Print the full listing below exactly, keeping every character as it stands.
────────────────────────────────────────
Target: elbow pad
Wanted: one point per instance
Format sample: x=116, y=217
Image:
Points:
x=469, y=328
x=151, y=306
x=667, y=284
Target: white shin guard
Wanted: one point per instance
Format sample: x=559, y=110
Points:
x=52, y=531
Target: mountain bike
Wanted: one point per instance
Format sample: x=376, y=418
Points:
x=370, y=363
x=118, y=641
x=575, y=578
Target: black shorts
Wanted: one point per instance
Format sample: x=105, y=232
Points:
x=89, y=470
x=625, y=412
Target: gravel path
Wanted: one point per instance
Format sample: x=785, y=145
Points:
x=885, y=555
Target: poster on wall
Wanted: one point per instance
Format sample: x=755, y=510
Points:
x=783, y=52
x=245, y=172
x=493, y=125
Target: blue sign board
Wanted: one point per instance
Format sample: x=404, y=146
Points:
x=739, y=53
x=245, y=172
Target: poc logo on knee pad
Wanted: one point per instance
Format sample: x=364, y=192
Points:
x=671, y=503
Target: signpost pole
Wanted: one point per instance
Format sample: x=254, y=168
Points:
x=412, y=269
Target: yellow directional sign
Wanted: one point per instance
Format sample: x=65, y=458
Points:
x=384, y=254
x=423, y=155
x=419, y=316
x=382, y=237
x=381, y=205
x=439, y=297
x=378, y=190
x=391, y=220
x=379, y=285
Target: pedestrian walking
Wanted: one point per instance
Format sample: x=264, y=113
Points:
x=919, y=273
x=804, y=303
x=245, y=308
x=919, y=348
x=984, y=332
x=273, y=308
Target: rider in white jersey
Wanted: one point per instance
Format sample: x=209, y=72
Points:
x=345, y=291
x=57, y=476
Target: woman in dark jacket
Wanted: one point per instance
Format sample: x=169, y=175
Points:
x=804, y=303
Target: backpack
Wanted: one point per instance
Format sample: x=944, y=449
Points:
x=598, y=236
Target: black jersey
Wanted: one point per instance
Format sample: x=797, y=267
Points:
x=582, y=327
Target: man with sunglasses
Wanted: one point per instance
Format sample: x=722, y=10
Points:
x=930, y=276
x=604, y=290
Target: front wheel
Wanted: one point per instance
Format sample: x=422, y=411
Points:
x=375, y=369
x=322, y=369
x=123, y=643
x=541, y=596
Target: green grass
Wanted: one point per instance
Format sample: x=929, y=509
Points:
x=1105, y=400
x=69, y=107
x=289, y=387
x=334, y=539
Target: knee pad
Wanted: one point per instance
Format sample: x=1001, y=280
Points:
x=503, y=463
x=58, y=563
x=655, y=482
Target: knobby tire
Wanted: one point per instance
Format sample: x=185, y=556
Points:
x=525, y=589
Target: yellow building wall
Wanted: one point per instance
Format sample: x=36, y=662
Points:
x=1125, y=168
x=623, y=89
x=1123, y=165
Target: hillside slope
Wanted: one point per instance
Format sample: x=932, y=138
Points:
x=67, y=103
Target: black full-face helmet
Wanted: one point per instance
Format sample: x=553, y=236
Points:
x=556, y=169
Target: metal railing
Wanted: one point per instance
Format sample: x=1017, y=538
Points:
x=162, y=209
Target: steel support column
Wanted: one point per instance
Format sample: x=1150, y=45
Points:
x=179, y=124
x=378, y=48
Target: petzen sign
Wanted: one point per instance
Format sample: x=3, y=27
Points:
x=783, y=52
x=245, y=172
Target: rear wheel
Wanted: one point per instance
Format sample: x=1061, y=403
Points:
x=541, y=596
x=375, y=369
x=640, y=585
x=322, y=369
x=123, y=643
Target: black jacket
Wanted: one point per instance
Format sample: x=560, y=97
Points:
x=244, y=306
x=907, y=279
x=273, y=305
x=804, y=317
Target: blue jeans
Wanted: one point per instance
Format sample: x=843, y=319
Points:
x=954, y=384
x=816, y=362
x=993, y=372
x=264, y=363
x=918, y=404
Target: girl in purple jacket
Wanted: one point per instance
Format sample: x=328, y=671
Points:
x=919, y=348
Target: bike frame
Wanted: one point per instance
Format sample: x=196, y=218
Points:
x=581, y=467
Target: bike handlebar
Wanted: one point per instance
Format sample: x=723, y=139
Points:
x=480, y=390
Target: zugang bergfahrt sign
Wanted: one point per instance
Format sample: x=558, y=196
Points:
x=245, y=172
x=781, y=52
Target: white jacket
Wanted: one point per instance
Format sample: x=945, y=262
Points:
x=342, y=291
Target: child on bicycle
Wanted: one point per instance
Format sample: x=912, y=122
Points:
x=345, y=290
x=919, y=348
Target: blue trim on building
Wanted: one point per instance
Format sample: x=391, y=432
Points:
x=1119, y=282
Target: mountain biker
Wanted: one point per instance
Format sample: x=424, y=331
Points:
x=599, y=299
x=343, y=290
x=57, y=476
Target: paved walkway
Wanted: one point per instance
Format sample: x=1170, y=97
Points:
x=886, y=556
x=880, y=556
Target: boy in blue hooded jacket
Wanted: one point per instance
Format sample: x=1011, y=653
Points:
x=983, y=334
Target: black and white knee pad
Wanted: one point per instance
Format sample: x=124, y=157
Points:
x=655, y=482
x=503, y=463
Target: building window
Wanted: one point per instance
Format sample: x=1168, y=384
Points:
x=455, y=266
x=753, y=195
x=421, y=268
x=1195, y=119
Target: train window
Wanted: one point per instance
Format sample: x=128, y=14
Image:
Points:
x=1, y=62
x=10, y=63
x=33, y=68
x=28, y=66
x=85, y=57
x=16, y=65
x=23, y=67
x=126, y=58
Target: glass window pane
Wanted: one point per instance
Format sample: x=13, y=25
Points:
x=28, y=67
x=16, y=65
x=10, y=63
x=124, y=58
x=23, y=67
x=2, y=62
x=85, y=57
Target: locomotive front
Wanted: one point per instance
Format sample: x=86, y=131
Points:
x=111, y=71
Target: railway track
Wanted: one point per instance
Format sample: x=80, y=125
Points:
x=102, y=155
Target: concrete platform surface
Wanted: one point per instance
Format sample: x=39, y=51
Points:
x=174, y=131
────────────────────────────────────────
## [REPLY]
Target: elbow pad
Wanted: one point per instance
Format sample: x=116, y=217
Image:
Points:
x=469, y=328
x=151, y=306
x=667, y=284
Target: white shin guard
Wanted: one point per instance
Format sample: x=559, y=110
Points:
x=52, y=531
Target: mountain bike
Wanted: one point per instance
Format sample: x=376, y=418
Points:
x=370, y=363
x=118, y=641
x=575, y=578
Target: black shorts
Wanted: one point per instance
Format sample: x=105, y=232
Points:
x=89, y=470
x=625, y=412
Target: gravel path
Wanted: one point per instance
Format sample: x=785, y=145
Points:
x=885, y=555
Target: poster on wall
Wanted: one point per instance
Format sample: x=755, y=510
Points:
x=783, y=52
x=245, y=172
x=493, y=125
Target: blue sign board
Wanted: one point per instance
Format sample: x=404, y=146
Points:
x=739, y=53
x=245, y=172
Target: poc logo on knee pad
Wanted: one point per instance
Format sample: x=364, y=192
Points:
x=671, y=503
Target: signpost pole
Wanted: one point per instance
Format sample: x=254, y=168
Points:
x=412, y=269
Target: yellow directional sign
Wanted: one point per instance
Format sample: x=65, y=458
Points:
x=384, y=254
x=423, y=155
x=419, y=316
x=382, y=237
x=381, y=205
x=439, y=297
x=378, y=190
x=391, y=220
x=379, y=285
Target: pedestrian walking
Wanted: one point per instance
Format sample: x=264, y=113
Points:
x=919, y=273
x=804, y=303
x=245, y=308
x=919, y=348
x=984, y=332
x=273, y=308
Target: rider in white jersey
Wanted: one point per instance
Format sample: x=209, y=72
Points:
x=345, y=291
x=57, y=476
Target: woman in dark jacket
Wanted: one point per instance
Format sample: x=169, y=175
Points:
x=804, y=303
Target: backpack
Wanted: one point per instance
Format sample: x=944, y=449
Points:
x=598, y=236
Target: black jersey
Wanted: one point per instance
Format sample: x=797, y=267
Points:
x=582, y=327
Target: man with sunglasses
Wanted: one point per instance
Format sample: x=722, y=10
Points:
x=930, y=276
x=604, y=290
Target: front wheel
Wanted: one point per instance
Format sample: x=422, y=411
Points:
x=375, y=369
x=322, y=369
x=123, y=643
x=541, y=596
Target: green grass
Wanted: one point per instance
Format sample: x=929, y=509
Points:
x=1105, y=400
x=69, y=107
x=289, y=387
x=334, y=539
Target: knee pad
Wanted: one point per instance
Format sample: x=1001, y=280
Points:
x=503, y=463
x=58, y=563
x=655, y=482
Target: knobby tire
Wanted: one point per instance
Format sample: x=185, y=556
Points:
x=525, y=589
Target: yellow building wall
Wanted: one point per instance
Format sample: x=36, y=662
Points:
x=1125, y=168
x=623, y=89
x=1123, y=165
Target: hillside slope
Wanted: one point per instance
Format sample: x=932, y=138
Points:
x=67, y=103
Target: black full-face helmet
Wanted: one point per instance
Format sample: x=553, y=236
Points:
x=556, y=169
Target: metal railing
Wanted: one point per instance
Format sample: x=1017, y=538
Points:
x=162, y=209
Target: steel support column
Wanted: one point per instance
Format sample: x=1150, y=45
Points:
x=179, y=124
x=378, y=48
Target: petzen sign
Wanted: one point per instance
Format sample: x=3, y=27
Points:
x=783, y=52
x=245, y=172
Target: rear wheel
Wanted: one point per instance
Format sample: x=1061, y=403
Points:
x=541, y=596
x=375, y=369
x=640, y=585
x=322, y=369
x=123, y=643
Target: black jacket
Wanted: one point per instance
Format sample: x=560, y=97
Points:
x=244, y=306
x=907, y=279
x=273, y=305
x=804, y=317
Target: blue jeans
Wanted: one point per instance
Format sample: x=843, y=319
Points:
x=954, y=384
x=816, y=362
x=993, y=372
x=264, y=363
x=918, y=404
Target: girl in purple jacket
Wanted: one point per instance
Format sample: x=328, y=671
Points:
x=919, y=348
Target: bike frame
Wanted: one point per instance
Format sample: x=196, y=218
Points:
x=581, y=467
Target: bike handlebar
Wanted: one point per instance
Format sample: x=723, y=139
Points:
x=480, y=390
Target: zugang bergfahrt sign
Wanted: one point per instance
Format sample: x=558, y=196
Points:
x=245, y=172
x=781, y=52
Target: white jacket
Wanted: one point per instance
Format sample: x=945, y=262
Points:
x=342, y=291
Target: child on bicycle
Wanted: one point per instance
Format sample: x=912, y=122
Points:
x=345, y=290
x=919, y=348
Target: blue trim on building
Wanted: one point per instance
Format sample: x=391, y=432
Points:
x=1119, y=282
Target: mountain biker
Wanted: one point per instance
Format sample: x=424, y=331
Points:
x=599, y=299
x=343, y=290
x=57, y=476
Target: paved walkway
Wanted: one point per instance
Format sample: x=1170, y=97
Points:
x=886, y=556
x=880, y=556
Target: boy in blue hooded jacket
Wanted: one point per instance
Format sample: x=1011, y=653
Points:
x=983, y=334
Target: black and white knee pad
Wanted: one point per instance
Format sample: x=124, y=157
Points:
x=655, y=482
x=503, y=463
Target: building window
Wanted: one point per instance
Format sample: x=1168, y=384
Points:
x=455, y=266
x=753, y=195
x=421, y=268
x=1195, y=119
Target: train window
Wanted: one point per instance
Format sample: x=128, y=14
Image:
Points:
x=1, y=62
x=10, y=63
x=33, y=68
x=28, y=66
x=85, y=57
x=16, y=65
x=23, y=67
x=126, y=58
Target: glass window pane
Wanted: one point per instance
Format sample: x=13, y=25
Points:
x=28, y=67
x=16, y=65
x=10, y=63
x=124, y=58
x=23, y=67
x=2, y=62
x=85, y=57
Target: locomotive front
Wanted: one point per instance
Format sample: x=86, y=131
Points:
x=111, y=71
Target: railway track
Wanted: one point per instance
Format sample: x=80, y=125
Points:
x=102, y=155
Target: concrete platform surface
Wanted: one point per instance
Format sample: x=39, y=51
Points:
x=174, y=131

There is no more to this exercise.